--- start of Data supplied ---

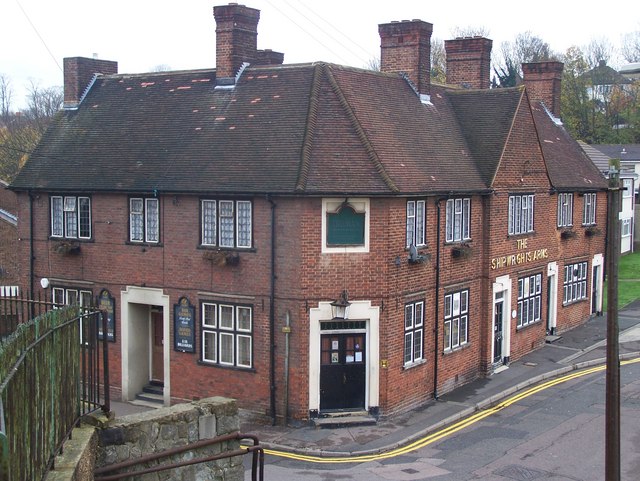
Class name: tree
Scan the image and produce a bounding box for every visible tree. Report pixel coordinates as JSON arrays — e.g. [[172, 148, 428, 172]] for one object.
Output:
[[493, 31, 556, 87], [25, 83, 64, 131], [585, 38, 614, 68], [621, 30, 640, 63], [0, 75, 64, 181], [431, 37, 447, 83], [0, 74, 13, 124], [560, 47, 592, 142]]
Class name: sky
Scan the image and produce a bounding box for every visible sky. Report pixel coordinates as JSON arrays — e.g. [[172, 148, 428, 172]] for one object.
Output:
[[0, 0, 640, 110]]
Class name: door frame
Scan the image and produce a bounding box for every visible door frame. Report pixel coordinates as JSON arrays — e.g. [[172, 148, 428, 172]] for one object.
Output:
[[547, 262, 559, 335], [489, 275, 517, 368], [120, 286, 171, 406], [491, 291, 506, 367], [320, 329, 368, 412], [149, 306, 165, 383], [589, 254, 604, 316], [308, 301, 380, 417]]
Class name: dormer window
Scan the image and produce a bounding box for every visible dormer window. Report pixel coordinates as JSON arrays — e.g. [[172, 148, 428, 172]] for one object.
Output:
[[509, 194, 534, 235], [50, 195, 91, 239], [322, 199, 369, 252]]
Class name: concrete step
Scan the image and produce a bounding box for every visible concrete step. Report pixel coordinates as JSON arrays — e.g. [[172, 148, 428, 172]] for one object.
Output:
[[311, 411, 378, 429], [136, 385, 164, 405]]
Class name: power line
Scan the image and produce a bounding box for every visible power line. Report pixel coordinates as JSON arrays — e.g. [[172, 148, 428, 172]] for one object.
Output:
[[285, 0, 371, 60], [284, 0, 368, 63], [16, 0, 63, 72], [266, 0, 348, 64]]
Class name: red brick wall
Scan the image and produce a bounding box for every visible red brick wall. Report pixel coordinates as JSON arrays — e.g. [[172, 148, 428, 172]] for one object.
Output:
[[0, 181, 20, 286]]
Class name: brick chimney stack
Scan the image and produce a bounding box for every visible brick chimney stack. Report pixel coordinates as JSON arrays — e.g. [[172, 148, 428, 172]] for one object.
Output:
[[522, 61, 564, 118], [213, 3, 260, 78], [63, 57, 118, 109], [444, 37, 493, 89], [378, 20, 433, 95]]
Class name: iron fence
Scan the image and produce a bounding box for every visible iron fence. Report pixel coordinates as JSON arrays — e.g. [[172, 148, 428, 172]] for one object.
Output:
[[0, 298, 110, 481]]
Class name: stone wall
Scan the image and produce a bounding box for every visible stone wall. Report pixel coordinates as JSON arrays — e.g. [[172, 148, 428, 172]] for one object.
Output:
[[96, 397, 244, 481]]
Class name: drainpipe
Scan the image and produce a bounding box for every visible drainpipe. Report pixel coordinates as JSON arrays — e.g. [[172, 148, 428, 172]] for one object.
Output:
[[267, 195, 276, 426], [28, 191, 35, 300], [433, 199, 442, 400], [282, 311, 291, 426]]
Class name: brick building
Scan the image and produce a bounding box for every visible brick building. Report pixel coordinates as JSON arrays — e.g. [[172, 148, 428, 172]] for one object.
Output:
[[12, 4, 606, 420], [0, 179, 19, 294]]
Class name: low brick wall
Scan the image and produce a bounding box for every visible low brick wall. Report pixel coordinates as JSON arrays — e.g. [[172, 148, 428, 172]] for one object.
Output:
[[96, 397, 244, 481]]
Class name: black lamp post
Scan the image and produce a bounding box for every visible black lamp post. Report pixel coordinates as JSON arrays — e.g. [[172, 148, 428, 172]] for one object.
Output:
[[331, 289, 351, 319]]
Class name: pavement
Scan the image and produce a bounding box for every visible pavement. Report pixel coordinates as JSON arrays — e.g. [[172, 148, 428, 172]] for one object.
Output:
[[107, 300, 640, 457]]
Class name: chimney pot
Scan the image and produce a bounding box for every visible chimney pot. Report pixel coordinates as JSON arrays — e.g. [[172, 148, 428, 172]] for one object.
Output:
[[213, 3, 260, 78], [378, 20, 433, 95], [522, 61, 564, 118], [444, 36, 493, 89], [63, 57, 118, 108]]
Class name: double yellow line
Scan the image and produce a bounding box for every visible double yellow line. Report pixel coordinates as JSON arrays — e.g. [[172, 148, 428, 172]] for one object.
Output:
[[264, 358, 640, 464]]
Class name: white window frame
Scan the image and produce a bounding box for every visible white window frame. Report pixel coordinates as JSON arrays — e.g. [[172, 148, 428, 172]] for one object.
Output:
[[129, 197, 160, 244], [517, 273, 542, 328], [582, 192, 598, 225], [403, 301, 424, 367], [321, 197, 371, 254], [200, 301, 253, 369], [558, 192, 573, 227], [443, 289, 470, 352], [200, 199, 253, 249], [406, 200, 427, 247], [50, 195, 91, 239], [445, 197, 471, 242], [562, 261, 589, 305], [508, 194, 535, 235]]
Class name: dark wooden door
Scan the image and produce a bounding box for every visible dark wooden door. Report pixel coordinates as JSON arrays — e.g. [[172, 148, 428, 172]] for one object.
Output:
[[320, 333, 366, 411], [493, 299, 504, 363], [151, 311, 164, 382]]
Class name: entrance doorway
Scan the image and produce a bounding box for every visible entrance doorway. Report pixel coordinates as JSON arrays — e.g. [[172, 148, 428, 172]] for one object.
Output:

--- end of Data supplied ---

#### [Request]
Can you write out all the entries again with "pixel coordinates" swapped for "image coordinates" and nothing else changed? Leave the pictures out.

#### [Expected answer]
Class name: tree
Scan the image and produce a bounding box for every visible tree. Report image coordinates as JSON arrays — e.g. [[172, 148, 428, 172]] for one object.
Output:
[[493, 31, 556, 87], [25, 83, 64, 131], [585, 38, 614, 68], [621, 30, 640, 63], [0, 75, 64, 181], [431, 37, 447, 83], [0, 74, 13, 124], [560, 47, 592, 142]]
Class name: sky
Scan the image and produce a bounding box for every visible sky. Report image coordinates as JSON arrays — e.g. [[172, 148, 428, 172]] for one object.
Output:
[[0, 0, 640, 110]]
Class name: door frame
Scan the image and produce a bounding box for every visible door frame. Report image coordinates as JSON arrays — e.g. [[172, 148, 428, 172]] for one object.
Output:
[[547, 262, 559, 335], [489, 275, 517, 368], [120, 286, 171, 406], [491, 291, 506, 367], [320, 329, 368, 412], [149, 306, 165, 383], [589, 254, 604, 316], [308, 301, 380, 417]]
Class name: dormer window
Scan the image and produce a bounding box for every visible dormer window. Report image coordinates as JSON arrays — e.g. [[172, 148, 428, 172]] for one object.
Output:
[[509, 194, 534, 235], [50, 195, 91, 239], [322, 199, 369, 252]]
Class name: concrete step
Scan the image and produce a bounding box for every visible concrete step. Report image coordinates as JSON arrays — e.g. [[172, 148, 428, 172]] for one object.
Output:
[[311, 411, 378, 429], [136, 385, 164, 405]]
Class name: power line
Scan the image and produce a bounding box for every visible power line. Report image coordinates as JSON arrays — e.g. [[172, 148, 428, 172]] for one object.
Output:
[[285, 0, 371, 60], [284, 0, 368, 63], [16, 0, 63, 72], [266, 0, 348, 64]]
Class name: red brick wall
Scan the image and produce a bounding box for every visible red brick wall. Report image coordinates as JSON arrays — e.g. [[172, 148, 428, 172]] for one object.
Output:
[[0, 181, 20, 286]]
Class name: brick chimney stack
Scan the image and produce a bounding box for every visible brick chimney stack. Report image coordinates as JSON arrays — e.g. [[172, 148, 428, 172]] for one object.
Output:
[[522, 61, 564, 118], [213, 3, 260, 78], [63, 57, 118, 109], [444, 37, 493, 89], [378, 20, 433, 95]]
Class name: iron fence
Scan the image and produce a bounding box for every visible iron fence. Report image coordinates as JSON arrays — e.g. [[172, 148, 428, 172]] for one object.
Output:
[[0, 298, 110, 481]]
Class name: stone wall
Scan the image and produce a bounding box for every visible stone wall. Report image coordinates as JSON arrays — e.g. [[172, 148, 428, 172]] for one object.
Output:
[[96, 397, 244, 481]]
Class name: drainpipe
Scan the image and produce a bounding box for every visible drainpipe. Report image coordinates as JSON arrays — e.g. [[172, 148, 428, 172]] for one object.
Output:
[[267, 195, 276, 426], [28, 191, 35, 300], [433, 199, 442, 400], [282, 311, 291, 426]]
Class name: brick building
Scan the image and produce a bounding box for every visible brick building. Report image coordinates as JSON arrays — e.g. [[172, 148, 428, 172]] for one object.
Output:
[[12, 4, 606, 420], [0, 179, 19, 294]]
Class name: low brick wall
Scan the image and produce a bounding box for every visible low brick wall. Report image coordinates as JSON arrays — e.g. [[172, 148, 428, 172]] for one object.
Output:
[[96, 397, 244, 481]]
Class name: black lamp post
Scan the image and produce a bounding box for every visible black lamp post. Report image coordinates as JSON arrays — e.g. [[172, 148, 428, 172]] for one object.
Output:
[[331, 289, 351, 319]]
Class name: pavement
Scan the image and produce a bounding box for every visible pavement. Report image coordinates as JSON arrays — e.g. [[172, 148, 428, 172]] for one object.
Output:
[[107, 300, 640, 457]]
Class name: chimney pot
Scan the image and produce a bounding box for every visible chimney pot. Report image coordinates as JSON arrays — e.g. [[172, 148, 428, 172]] for one object.
Output:
[[213, 3, 260, 78], [378, 20, 433, 95], [522, 61, 564, 118], [444, 36, 493, 89], [63, 57, 118, 108]]
Class name: double yellow line
Scan the image and produce a bounding box for every visible double yellow line. Report image coordinates as JSON arrays — e.g. [[172, 148, 428, 172]] for one object.
Output:
[[264, 358, 640, 464]]
Class name: white window frame
Scan the image and produce a bounding box for every visible white window frame. Report image coordinates as JSON arrays — e.g. [[172, 148, 428, 172]] for one object.
Output:
[[129, 197, 160, 244], [517, 273, 542, 328], [582, 192, 598, 225], [403, 301, 424, 367], [321, 197, 371, 254], [200, 301, 253, 369], [558, 192, 573, 227], [443, 289, 470, 352], [200, 199, 253, 249], [406, 200, 427, 247], [50, 195, 91, 239], [445, 197, 471, 242], [562, 261, 589, 305], [508, 194, 535, 235]]
Class name: dark wooden door
Scan the image and produce a bounding box for every visible dark wooden door. Report image coordinates as JSON arrays — e.g. [[172, 148, 428, 172]] for one object.
Output:
[[320, 333, 366, 411], [493, 299, 504, 363], [151, 311, 164, 382]]
Class name: entrance doorway
Scan the image and produce a bounding box for every visible entrance doorway. Report image coordinates as JSON arrays — e.g. [[172, 148, 428, 172]] for one object.
Output:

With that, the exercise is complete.